Arbeitsauftrag 1:
Zähle auf, wovon die Wochen vor der Show laut dem Textauszug über Berliner Modedesigner geprägt sind.
Arbeitsauftrag 2:
Mit wem erledigen Jungdesigner ohne Investor oder ererbtes Vermögen laut dem Textauszug die Arbeit rund um eine Modenschau?

Textauszug:

Berliner Designer zeigen ihre Kollektionen zunehmend außerhalb des üblichen Saisonrhythmus. Damit wollen sie sich gegen die Beschleunigung der Modewelt zur Wehr setzen - und ihre Arbeit aufwerten.

Übernächtigt sehen sie aus, die Designer, wenn sie am Ende der Show kurz auf dem Laufsteg erscheinen und ins Publikum winken. Kein Wunder – es liegen Wochen mit wenig Schlaf, viel Kaffee und eilig verschlungener Pizza hinter ihnen.

Eine Modenschau auf die Beine zu stellen, bedeutet enorm viel Arbeit. Und es ist ja nicht nur die Show. Die Kollektion muss rechtzeitig fertiggestellt sein, Lookbooks müssen fotografiert und verschickt, Showrooms und Messen bespielt werden. Jungdesigner ohne Investor oder ererbtes Vermögen – also die meisten Berliner Designer – machen all das mit einem Mini-Team unbezahlter Praktikanten, da sie keine Löhne zahlen können.

Bereitgestellte Angaben:
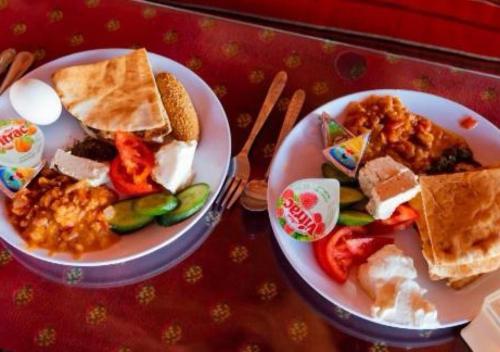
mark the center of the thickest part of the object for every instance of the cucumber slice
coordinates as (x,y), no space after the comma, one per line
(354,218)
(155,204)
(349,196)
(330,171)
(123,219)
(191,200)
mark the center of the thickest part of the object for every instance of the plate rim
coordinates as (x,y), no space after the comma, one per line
==
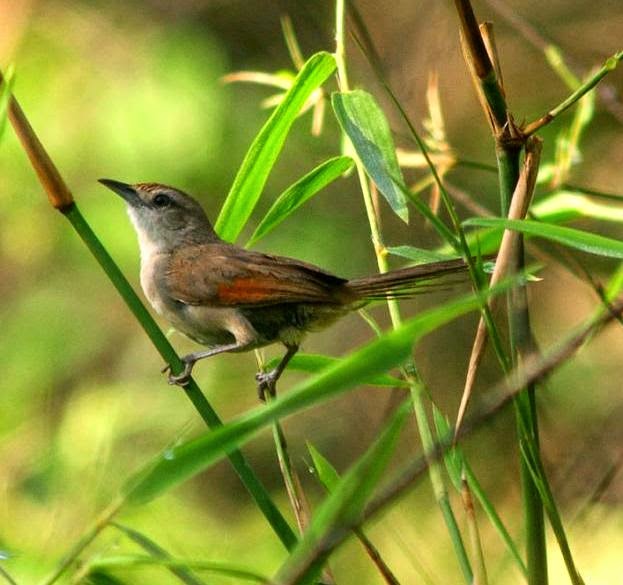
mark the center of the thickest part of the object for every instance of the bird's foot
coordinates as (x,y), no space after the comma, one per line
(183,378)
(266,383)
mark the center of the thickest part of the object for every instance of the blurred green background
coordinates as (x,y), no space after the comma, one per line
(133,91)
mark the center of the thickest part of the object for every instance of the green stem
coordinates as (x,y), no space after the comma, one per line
...
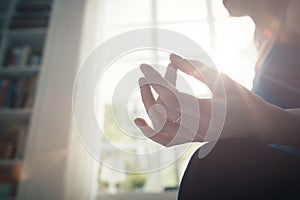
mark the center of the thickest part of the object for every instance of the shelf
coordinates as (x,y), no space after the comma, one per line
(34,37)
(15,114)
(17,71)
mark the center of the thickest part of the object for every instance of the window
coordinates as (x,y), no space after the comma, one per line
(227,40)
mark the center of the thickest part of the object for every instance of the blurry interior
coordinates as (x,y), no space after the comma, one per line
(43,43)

Lösung 1:
- wenig Schlaf
- viel Kaffee
- eilig verschlungene Pizza

Lösung 2:
Mit einem Mini-Team unbezahlter Praktikanten.